Minor Developments: Dynasty decisions

Rob Steingall
Yahoo Sports
Don't let Mookie Betts' diminutive size fool you. (Photo by Jared Wickerham/Getty Images)
Don't let Mookie Betts' diminutive size fool you. (Photo by Jared Wickerham/Getty Images)

I’ve never quite understood the allure some dynasty owners have with holding on to aging stars when their team is clearly in need of a full rebuild. This is even more true when those veterans are having great years, and the opportunity to maximize their value is at its peak. With a little less than a month remaining before most league trading deadlines, it’s time to cash in those trade chips and look toward the future. Here are a few names to target with the deadline quickly approaching:

The Red Sox made a bold move over the weekend by promoting second baseman Mookie Betts, and promptly inserting him in center field after limited seasoning at the position. Offensively, Betts proved he was more than ready for the majors, hitting a blistering .345 with eight homers and 48 RBI across two levels. The cherry on top is the 29 steals he’s accumulated, which only adds to his tantalizing offensive profile. Betts is a hitter that shows an advanced understanding of the strike zone, and a very contact oriented approach. Don’t let his small frame fool you though (5-foot-9, 155 pounds), there is some pop in his bat (15 HR in ’13), making him much more than your typical rabbit. This is a stock worth owning for the long haul, as he could hit atop the Red Sox lineup for years to come.

The Astros are also shaking things up a bit, calling up top outfield prospect Domingo Santana to give them a bit more offensive punch. Santana is slashing .304/.383/.502 at Triple-A Oklahoma City, with 13 home runs and 52 RBI. Santana has 25-30 home run potential, but has a propensity for whiffs (27.6 K%), a problem that should suppress his average in the majors. Still, this is a power bat worth checking out, especially if you’re in rebuild mode. He’s the perfect trade target if you’re trying to unload a resurgent veteran who is on the downslope of his career.

One of the fastest rising prospects this year has been Nationals outfielder Michael Taylor, who finally turned his immense tools into production at Double-A Harrisburg this year. The breakout is headlined by a .324/18/53 line, and when you add in his 22 steals, the package looks extremely appealing. Much like Santana, Taylor is a bit of a free swinger who will have his share of strikeouts (30.1 K%), but with tools this loud, he’s worth gambling on with the hope that he’ll eventually refine his approach and gain better control of the strike zone. He’s flown past fellow prospect Brian Goodwin on the organizational depth chart, and could prove to be major league ready by the middle of 2015. Scouts also call give Taylor’s centerfield glove their highest grade (80).
────────────────────
▶ _REQUIRED WORK_
Continue the fantasy baseball column on dynasty trade targets from the point where it stops.

▶ _COLLECTED MATERIAL_
────────────────────
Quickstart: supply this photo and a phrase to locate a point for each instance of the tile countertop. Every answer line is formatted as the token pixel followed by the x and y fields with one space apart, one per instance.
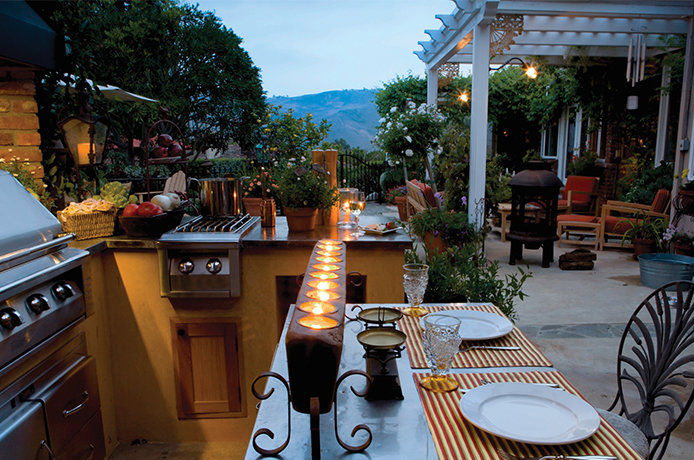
────────────────────
▶ _EXERCISE ANSWER_
Staying in Washington, if you’re looking for a great young arm to invest in, be sure to make righty Lucas Giolito a target in any trade you’re looking to make. Now almost two full years removed from Tommy John surgery, he’s dominating Single-A hitters (54.2 IP, 2.30 ERA, 61/21 K/BB), earning a trip to this year’s Futures Game in the process. Giolito has two plus-plus pitches in his fastball and curveball, and is making strides with a changeup that flashes above average potential. He very well could be the best pitching prospect currently in the minors.

Another young righty with tons of upside is the Orioles’ Hunter Harvey, who much like Giolito, is carving up Single-A hitters (71.2 IP, 3.14 ERA, 85/29 K/BB). His arsenal features an explosive mid-90s fastball, a plus curveball, and a developing changeup that is progressing with each start. It wouldn’t be shocking to see him inside the top 25 of midseason prospect lists once updates are released, so target him before novice owners wise up to his elevated prospect status once the midseason updates are released.

The Red Sox have to be extremely pleased with the progress of lefty Henry Owens, who has shown even more dominance in his third pro season. In his first full year at Double-A, Owens has been outstanding (92 IP, 2.25 ERA, 95/37 K/BB), making strides with his control, an area of weakness for the young hurler. Owens works in the low-90s with his fastball, but can touch the mid-90s when he reaches back for a little more. His changeup is excellent, as is his curveball when it’s on. Owens has the potential to be an ace if he continues to make progress with his command.